## Passage shown
2.8 The Board or the Chief Executive Officer of the Company shall
notify the Trustee in writing of each occurrence of a Potential Change in
Control and Change in Control. All such notices shall be provided promptly and
in any event not later than five (5) days following the occurrence of such
event. Notwithstanding the foregoing, the Trustee shall be responsible for
ascertaining whether a Potential Change in Control and a Change in Control has
occurred and the duration of the Potential Change in Control Period. The Trustee
may rely on such methods as are available to obtain notice, including reference
to periodicals of general circulation such as The Wall Street Journal and The
New York Times to determine whether a Potential Change in Control or Change in
Control has occurred and the duration of the Potential Change in Control Period
and the Company will provide to the Trustee, in a timely manner, any Proxy
Statements, Solicitation/Recommendation Statement on 14D-9 Schedules, and
information statements pursuant to Rule 14(f) of the 1934 Act, to the extent
that the Company has filed such documents pursuant to the federal securities
laws and copies of any initial filings and amendments thereto that the Company
receives pursuant to Sections 13(d) and 14(d) of the 1934 Act.
2.9 The Trustee shall be required to determine when the Potential
Change in Control Period has ended. Such determination may be made in the same
manner as provided in Section 2.8 of this Agreement. The determination as to the
end of a Potential Change in Control Period shall result in the obligations of
the parties hereto reverting to their pre-Potential Change in Control
requirements. Nothing contained in this Section 2.9 shall relieve any person of
any of its obligations under this Agreement upon a Change in Control.
ARTICLE III
Trust Assets Subject to Creditors
3.1 Notwithstanding any provision in this Agreement to the contrary, if
at any time while the Trust is still in existence the Company becomes insolvent
(as defined herein), the Trustee shall suspend the payment of all benefits from
the Trust Fund and shall thereafter hold the Trust Fund in suspense until it
receives a court order directing the disposition of the Fund; provided, however,
the Trustee may deduct its fees and expenses and other expenses of the Trust,
including taxes and the fees and expenses of any person retained by the Trustee
in connection with its administration of the Trust Fund, pending the receipt of
such court order. The Company shall be considered to be insolvent if (a) it is
unable to pay its debts as they fall due or (b) bankruptcy or insolvency
proceedings are initiated against it by its creditors or by the Company or any
third party under the Bankruptcy Act of the United States or the bankruptcy laws
of any State alleging that the Company is insolvent or bankrupt. By its approval
and execution of this Agreement, the Company represents and agrees that its
Board of Directors and Chief Executive Officer, as from time to time acting,
shall have the fiduciary duty and responsibility on behalf of the Company's
creditors to give to the Trustee prompt written notice of any event of the
Company's insolvency and the Trustee shall be entitled to rely thereon to the
exclusion of all directions or claims to pay benefits thereafter made. If, after
an event of insolvency, the Company later becomes solvent without the entry of a
court order concerning the disposition of the Trust Fund, the Company shall by
written notice so inform the Trustee and the Trustee shall thereupon resume all
its duties and responsibilities under this Agreement without regard for this
Section 3.1 until and unless the Company again becomes insolvent as such term is
defined herein.

## Given records
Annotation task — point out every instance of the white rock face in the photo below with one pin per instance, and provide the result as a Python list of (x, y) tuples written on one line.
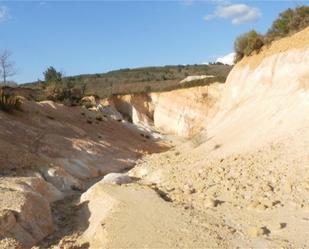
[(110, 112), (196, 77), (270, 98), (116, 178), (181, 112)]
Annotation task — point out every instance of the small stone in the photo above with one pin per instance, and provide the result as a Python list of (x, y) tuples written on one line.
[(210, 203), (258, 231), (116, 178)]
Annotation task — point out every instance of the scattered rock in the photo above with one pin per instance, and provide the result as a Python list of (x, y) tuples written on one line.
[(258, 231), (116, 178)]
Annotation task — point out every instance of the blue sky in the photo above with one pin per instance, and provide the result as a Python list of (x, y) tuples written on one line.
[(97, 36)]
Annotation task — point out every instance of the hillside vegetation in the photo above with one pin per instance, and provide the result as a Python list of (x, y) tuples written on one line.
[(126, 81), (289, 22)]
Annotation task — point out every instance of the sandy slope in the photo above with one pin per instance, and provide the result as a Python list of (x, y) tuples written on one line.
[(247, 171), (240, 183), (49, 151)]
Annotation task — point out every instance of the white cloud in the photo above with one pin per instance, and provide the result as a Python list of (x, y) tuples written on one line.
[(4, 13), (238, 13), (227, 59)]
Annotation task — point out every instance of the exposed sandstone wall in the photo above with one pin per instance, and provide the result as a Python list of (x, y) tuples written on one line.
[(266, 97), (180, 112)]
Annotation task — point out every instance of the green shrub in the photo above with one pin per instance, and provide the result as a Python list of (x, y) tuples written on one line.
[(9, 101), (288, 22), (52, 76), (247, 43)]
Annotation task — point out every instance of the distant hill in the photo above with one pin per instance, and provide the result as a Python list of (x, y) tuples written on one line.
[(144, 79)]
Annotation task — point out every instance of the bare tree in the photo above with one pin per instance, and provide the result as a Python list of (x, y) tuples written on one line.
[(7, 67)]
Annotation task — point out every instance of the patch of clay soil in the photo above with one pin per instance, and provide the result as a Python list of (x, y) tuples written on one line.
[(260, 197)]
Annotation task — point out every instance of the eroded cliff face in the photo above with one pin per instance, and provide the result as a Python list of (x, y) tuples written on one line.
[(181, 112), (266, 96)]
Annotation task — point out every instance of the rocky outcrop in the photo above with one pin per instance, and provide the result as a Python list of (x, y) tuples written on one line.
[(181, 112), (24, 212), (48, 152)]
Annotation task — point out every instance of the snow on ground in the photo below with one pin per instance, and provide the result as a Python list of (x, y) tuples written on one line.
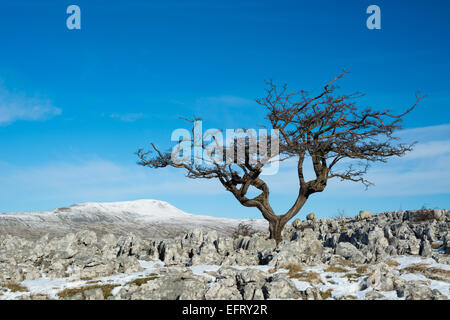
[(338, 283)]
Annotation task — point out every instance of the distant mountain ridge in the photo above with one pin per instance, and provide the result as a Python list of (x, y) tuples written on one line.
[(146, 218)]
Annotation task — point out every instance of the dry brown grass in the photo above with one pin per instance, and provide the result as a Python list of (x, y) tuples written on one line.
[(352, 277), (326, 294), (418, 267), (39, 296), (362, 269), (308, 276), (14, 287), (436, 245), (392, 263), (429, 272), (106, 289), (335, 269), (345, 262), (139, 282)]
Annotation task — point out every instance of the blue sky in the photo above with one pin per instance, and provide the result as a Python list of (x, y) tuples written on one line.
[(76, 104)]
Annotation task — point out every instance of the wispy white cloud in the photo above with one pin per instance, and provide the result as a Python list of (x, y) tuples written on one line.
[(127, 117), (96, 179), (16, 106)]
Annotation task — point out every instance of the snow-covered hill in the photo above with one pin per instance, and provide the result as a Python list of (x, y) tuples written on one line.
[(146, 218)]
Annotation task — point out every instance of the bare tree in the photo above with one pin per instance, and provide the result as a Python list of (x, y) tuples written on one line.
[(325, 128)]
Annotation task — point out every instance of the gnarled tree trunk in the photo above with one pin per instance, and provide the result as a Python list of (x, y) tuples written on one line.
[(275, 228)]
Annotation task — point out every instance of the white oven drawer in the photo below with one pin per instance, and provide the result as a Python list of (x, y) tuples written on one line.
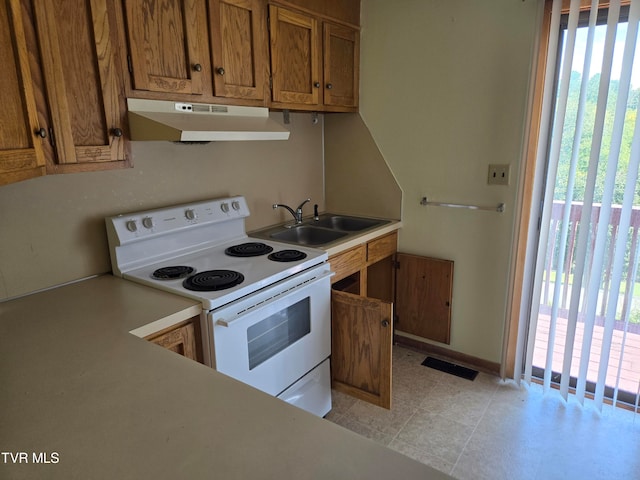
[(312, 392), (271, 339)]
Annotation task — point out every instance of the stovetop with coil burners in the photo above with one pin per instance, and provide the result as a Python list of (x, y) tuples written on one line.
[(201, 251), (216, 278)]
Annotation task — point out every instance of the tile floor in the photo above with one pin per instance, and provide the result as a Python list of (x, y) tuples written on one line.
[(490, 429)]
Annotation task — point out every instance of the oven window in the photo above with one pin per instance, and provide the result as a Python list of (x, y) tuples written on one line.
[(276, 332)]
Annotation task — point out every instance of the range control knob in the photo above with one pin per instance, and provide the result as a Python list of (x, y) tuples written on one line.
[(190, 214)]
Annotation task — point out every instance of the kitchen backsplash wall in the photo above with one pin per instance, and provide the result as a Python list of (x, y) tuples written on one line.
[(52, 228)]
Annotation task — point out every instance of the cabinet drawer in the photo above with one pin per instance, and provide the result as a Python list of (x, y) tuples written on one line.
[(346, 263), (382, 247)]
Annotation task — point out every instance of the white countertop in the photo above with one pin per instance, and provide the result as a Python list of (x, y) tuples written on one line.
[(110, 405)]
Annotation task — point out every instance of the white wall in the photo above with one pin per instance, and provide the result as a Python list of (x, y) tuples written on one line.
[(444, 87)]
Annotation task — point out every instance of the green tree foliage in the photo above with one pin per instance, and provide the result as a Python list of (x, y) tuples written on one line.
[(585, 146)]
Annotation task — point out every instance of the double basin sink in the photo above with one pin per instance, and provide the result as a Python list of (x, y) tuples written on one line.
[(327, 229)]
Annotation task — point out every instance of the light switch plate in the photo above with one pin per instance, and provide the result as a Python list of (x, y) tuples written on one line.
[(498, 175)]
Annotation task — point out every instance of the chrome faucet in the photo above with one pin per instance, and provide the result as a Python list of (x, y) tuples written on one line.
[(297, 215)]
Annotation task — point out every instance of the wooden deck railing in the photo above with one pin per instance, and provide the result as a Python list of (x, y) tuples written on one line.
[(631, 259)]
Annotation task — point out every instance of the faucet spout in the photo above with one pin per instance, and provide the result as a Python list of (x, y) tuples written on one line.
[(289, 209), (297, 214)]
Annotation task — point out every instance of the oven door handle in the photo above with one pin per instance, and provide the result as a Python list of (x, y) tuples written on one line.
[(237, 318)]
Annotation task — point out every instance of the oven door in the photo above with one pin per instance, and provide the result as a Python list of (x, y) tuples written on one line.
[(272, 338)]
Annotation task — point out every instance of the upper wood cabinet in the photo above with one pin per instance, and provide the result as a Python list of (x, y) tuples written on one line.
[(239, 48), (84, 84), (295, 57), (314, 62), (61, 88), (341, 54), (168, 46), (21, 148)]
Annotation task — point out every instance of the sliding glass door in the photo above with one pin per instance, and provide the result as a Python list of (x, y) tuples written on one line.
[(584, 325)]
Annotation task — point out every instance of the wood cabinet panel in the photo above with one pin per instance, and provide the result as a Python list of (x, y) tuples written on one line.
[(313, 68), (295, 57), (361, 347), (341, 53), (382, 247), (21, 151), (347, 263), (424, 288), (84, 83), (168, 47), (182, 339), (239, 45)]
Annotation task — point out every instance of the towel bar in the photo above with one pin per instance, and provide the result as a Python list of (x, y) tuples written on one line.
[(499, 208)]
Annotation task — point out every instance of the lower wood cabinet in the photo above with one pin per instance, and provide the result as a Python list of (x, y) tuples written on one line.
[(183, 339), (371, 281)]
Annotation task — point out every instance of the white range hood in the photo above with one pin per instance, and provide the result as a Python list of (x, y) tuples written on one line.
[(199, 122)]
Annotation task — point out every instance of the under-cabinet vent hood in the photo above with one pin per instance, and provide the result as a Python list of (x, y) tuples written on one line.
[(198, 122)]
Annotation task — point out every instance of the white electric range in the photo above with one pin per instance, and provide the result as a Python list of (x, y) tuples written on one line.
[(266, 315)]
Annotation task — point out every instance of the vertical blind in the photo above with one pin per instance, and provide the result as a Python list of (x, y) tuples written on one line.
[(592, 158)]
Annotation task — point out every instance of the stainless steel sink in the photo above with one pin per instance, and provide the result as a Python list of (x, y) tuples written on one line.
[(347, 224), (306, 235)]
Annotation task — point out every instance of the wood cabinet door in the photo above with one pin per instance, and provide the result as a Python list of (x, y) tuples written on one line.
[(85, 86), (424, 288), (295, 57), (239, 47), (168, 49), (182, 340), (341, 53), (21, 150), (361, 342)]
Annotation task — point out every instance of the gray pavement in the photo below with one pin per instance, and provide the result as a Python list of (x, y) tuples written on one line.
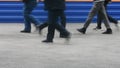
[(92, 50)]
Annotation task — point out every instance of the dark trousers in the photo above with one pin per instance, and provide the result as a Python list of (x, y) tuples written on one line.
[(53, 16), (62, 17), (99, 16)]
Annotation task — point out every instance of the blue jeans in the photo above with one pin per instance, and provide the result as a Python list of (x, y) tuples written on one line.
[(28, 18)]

## Instruction
Copy the stretch of the trust agreement passage from "2.9 The Trustee" through "a Change in Control." word for word.

## Result of the task
2.9 The Trustee shall be required to determine when the Potential
Change in Control Period has ended. Such determination may be made in the same
manner as provided in Section 2.8 of this Agreement. The determination as to the
end of a Potential Change in Control Period shall result in the obligations of
the parties hereto reverting to their pre-Potential Change in Control
requirements. Nothing contained in this Section 2.9 shall relieve any person of
any of its obligations under this Agreement upon a Change in Control.